··· Entries provided ···

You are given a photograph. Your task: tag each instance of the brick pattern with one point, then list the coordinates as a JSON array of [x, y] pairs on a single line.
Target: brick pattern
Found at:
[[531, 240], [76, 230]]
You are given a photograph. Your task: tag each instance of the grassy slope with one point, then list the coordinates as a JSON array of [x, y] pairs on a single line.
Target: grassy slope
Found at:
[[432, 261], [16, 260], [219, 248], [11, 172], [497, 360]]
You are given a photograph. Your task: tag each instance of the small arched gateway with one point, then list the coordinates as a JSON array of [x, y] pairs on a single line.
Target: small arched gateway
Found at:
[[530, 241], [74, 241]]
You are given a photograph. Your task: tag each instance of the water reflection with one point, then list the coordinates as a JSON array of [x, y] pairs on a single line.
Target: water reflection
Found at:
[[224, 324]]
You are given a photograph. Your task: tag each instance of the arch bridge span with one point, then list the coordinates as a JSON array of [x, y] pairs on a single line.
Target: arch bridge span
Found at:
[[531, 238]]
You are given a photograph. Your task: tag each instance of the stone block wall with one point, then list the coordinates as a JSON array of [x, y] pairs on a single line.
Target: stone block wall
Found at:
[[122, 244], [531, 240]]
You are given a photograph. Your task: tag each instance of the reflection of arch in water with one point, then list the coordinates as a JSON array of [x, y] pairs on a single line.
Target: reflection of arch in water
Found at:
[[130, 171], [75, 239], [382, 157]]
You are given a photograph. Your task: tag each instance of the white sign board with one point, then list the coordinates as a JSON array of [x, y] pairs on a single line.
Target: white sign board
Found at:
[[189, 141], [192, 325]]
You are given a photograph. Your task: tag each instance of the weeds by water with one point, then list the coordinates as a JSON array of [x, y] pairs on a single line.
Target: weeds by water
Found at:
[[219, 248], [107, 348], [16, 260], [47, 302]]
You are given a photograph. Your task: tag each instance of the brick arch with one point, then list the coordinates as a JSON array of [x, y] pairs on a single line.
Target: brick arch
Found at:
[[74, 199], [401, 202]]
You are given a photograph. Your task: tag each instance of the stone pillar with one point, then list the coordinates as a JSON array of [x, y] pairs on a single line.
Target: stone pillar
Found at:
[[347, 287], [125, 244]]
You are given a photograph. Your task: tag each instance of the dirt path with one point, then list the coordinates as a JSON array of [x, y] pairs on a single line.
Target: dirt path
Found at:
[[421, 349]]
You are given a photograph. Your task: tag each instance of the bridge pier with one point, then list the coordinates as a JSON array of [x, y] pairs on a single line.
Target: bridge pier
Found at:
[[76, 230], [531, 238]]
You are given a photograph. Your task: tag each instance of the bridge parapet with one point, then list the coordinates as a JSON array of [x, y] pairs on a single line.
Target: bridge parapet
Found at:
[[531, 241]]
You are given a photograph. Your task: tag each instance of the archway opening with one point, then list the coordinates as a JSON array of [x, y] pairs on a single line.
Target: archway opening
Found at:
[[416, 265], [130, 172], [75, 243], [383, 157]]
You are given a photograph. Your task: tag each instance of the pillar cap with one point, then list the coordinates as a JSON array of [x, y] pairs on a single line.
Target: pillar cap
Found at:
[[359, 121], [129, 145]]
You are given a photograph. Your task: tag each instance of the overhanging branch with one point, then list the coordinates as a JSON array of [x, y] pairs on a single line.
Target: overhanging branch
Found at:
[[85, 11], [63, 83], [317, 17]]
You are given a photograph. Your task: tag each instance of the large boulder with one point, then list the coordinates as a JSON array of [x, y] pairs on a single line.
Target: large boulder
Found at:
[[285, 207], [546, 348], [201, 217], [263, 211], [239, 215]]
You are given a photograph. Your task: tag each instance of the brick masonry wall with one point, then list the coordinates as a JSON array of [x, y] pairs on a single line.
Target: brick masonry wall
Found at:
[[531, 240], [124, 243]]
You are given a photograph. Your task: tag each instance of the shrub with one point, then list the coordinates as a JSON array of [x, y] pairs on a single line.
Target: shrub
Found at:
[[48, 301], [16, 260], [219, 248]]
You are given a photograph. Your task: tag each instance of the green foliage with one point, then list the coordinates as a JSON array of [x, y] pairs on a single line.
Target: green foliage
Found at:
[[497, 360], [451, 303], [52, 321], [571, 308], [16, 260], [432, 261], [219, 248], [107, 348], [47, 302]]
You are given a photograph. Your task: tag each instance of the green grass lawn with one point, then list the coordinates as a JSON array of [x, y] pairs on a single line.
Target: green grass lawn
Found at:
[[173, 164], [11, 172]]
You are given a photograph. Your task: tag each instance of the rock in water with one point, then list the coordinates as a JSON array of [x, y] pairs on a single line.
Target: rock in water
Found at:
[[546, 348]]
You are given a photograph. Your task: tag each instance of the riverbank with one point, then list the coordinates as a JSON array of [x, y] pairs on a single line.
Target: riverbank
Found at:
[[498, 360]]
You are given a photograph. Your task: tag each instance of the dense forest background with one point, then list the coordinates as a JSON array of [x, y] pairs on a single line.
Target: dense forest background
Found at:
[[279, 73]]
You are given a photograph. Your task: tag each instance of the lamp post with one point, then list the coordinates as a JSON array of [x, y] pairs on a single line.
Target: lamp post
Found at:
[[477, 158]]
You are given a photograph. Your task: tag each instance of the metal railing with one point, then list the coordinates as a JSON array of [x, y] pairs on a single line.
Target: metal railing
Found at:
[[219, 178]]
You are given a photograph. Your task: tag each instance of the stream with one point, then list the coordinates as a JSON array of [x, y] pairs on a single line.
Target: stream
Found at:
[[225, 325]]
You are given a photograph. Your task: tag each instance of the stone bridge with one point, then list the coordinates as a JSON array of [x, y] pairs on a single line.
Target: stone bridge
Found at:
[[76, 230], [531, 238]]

···

| Exercise goal |
Copy every line of the records above unchanged, from the first to the last.

| Answer to this problem |
You are given a photograph. Your task: tag each instance of the brick pattern with one point, then list the coordinates as a JSON array of [x, y] pairs on a single line.
Target: brick pattern
Found at:
[[531, 240], [76, 230]]
You are given a photograph. Your task: tag each instance of the grassy slope with one point, then list the coordinates as a JSON array of [x, y] pairs on a single line.
Target: grassy slope
Found at:
[[432, 261], [16, 260], [219, 248], [11, 172], [497, 360]]
You are given a photograph. Your task: tag each instance of the small arched gateway with one point, then list the coordinates as a JSON array of [x, y] pairs on a single line.
Target: small arched gateway
Found at:
[[530, 241], [74, 241]]
You are given a photograph. Your task: tag each instance of the water reflection with one point, then list the coordinates as a JSON array of [x, y] pairs on a single line.
Target: water reflection
Found at:
[[224, 324]]
You are given a photograph. Your task: tag each instance of the arch bridge span with one point, then list the coordinates as a JSON array of [x, y] pairs on a single line.
Target: arch bridge span
Found at:
[[531, 238]]
You are given a photograph. Your task: tag each instance of the stone block wall with one point, then list the coordinates as a JSON array of [x, y] pairs on a single line.
Target: stone block wall
Found at:
[[122, 244], [531, 240]]
You are given a photograph. Your task: tag each instance of the reflection of arch in water with one point, then list the coordinates as a JSON array of [x, y] pairs on a single line.
Target: reflection of arch in water
Found at:
[[130, 171], [75, 239], [382, 157]]
You are given a photograph. Your task: tag each instance of the white sign board with one point, then list the coordinates as a JSON array of [x, y] pairs on a single line.
Target: white sign board
Found at:
[[189, 141], [192, 325]]
You are given a photograph. Your task: tag each instance of the weeds by water with one point, then list the coordinates as a JSON array of [x, y] pairs on a single line.
Target: weeds by water
Found at:
[[219, 248], [107, 348], [16, 260], [47, 302]]
You are given a photograph. Your task: tag each instance of the brick arch with one point, then list the coordinates as a JSON array of [x, y] pairs on a single line.
Target: brick arch
Found at:
[[74, 199], [401, 202]]
You are given a photograph. Your task: tag each instance of the stone pillar with one point, then list the coordinates as a JSON array of [x, y] pairs on a single line.
Target: stone pillar
Found at:
[[347, 287], [125, 244]]
You are given a photograph. Your task: tag each instance of the dirt path with one point, then list the coordinates as a JSON array of [x, y] pairs on a single line.
Target: dirt path
Found at:
[[421, 349]]
You are given a photograph. Your task: tag each instance of the bridge pier with one point, then list the coordinates as a JSON array of [x, y] pairs on a single line.
Target: bridge pier
Found at:
[[76, 230], [531, 238]]
You are given a photograph. Your task: tag each instance of the bridge parapet with one point, then list the coordinates as a JSON array of [x, y] pairs on a single line.
Target: bridge parapet
Found at:
[[531, 241]]
You are given a photograph. Your task: tag each instance of the archway opening with one point, then list the coordinates as a JSON array of [x, y] pairs on a single line.
Target: archway opening
Found at:
[[416, 265], [130, 172], [75, 243], [383, 157]]
You are given a photograph. Your task: tag each instance of the pillar cap with one point, then list the coordinates as a JSON array of [x, y] pairs on a single line.
Target: pillar cap
Found at:
[[359, 121], [129, 145]]
You are given a photograph. Your task: tag each instance of the overhanging branch with one point, then list the coordinates as a JSON array of [x, y] pairs on a single line.
Target: overhanging branch
Found at:
[[85, 11], [63, 83], [317, 17]]
You are given a photograph. Your task: tag each instance of the large boulder with one point, then list the coordinates as a JSON array of [x, y] pairs on a single line.
Target: large boulder
Found at:
[[285, 207], [546, 348], [201, 217], [263, 211], [239, 215]]
You are given a photograph. Your task: tag each instance of the brick masonry wall with one point, then list the coordinates as a JSON array of [x, y] pairs on a single line.
Target: brick masonry wall
Found at:
[[531, 240], [124, 243]]
You are given a photograph. Your task: tag each instance of the shrub with one point, then list the coordinates as a JSON array of [x, y] pairs on a single line.
Target: shrub
Found at:
[[48, 301], [16, 260], [219, 248]]
You are given a photograph. Your task: tag each instance of the green foliage with one point, then list the coordinates as a JSON array of [x, y] pairs on a single line.
Target: green foliage
Found at:
[[497, 360], [451, 303], [52, 321], [571, 308], [16, 260], [432, 261], [219, 248], [107, 348], [47, 302]]
You are given a photograph. Your task: tag each instance of the green grass lawn with one point, then list the coordinates as a JSON array of [x, y] pairs on a single line.
Target: green grass lawn
Found at:
[[173, 164], [11, 172]]
You are given a photograph. Your task: tag each instance of the rock in water with one point, then list the coordinates as a JSON array of [x, y] pairs on a single line.
Target: rock in water
Found at:
[[546, 348]]
You are given a photograph. Your task: tag each instance of the riverbank with one point, then list the coordinates as a JSON array of [x, y] pairs on a single line.
Target: riverbank
Found at:
[[498, 360]]
You are given a photograph. Your task: tag each instance of the dense forest background with one point, then list the coordinates as a JSON array of [x, y] pairs on a single line.
Target: dense forest background
Found at:
[[279, 73]]
You are given a photograph. Your task: tag each instance of the lamp post with one point, then list the coordinates as a JSON array of [x, y] pairs on a single line.
Target: lamp post
Found at:
[[477, 158]]
You are given a photograph. Your task: tag each instance of the metal railing with one point, then list the coordinates as a JSON array of [x, y] pairs on a single line.
Target: metal railing
Found at:
[[219, 178]]
You are given a photograph. Your task: tag each instance of the stream with one point, then list the coordinates as a JSON array of [x, y] pairs on a single line.
Target: stream
Found at:
[[225, 325]]
You are given a photograph. Your task: tag each instance of the stone bridge with one point, then list the coordinates as a JSON array of [x, y] pairs on a single line.
Target: stone bridge
Found at:
[[76, 230], [531, 238]]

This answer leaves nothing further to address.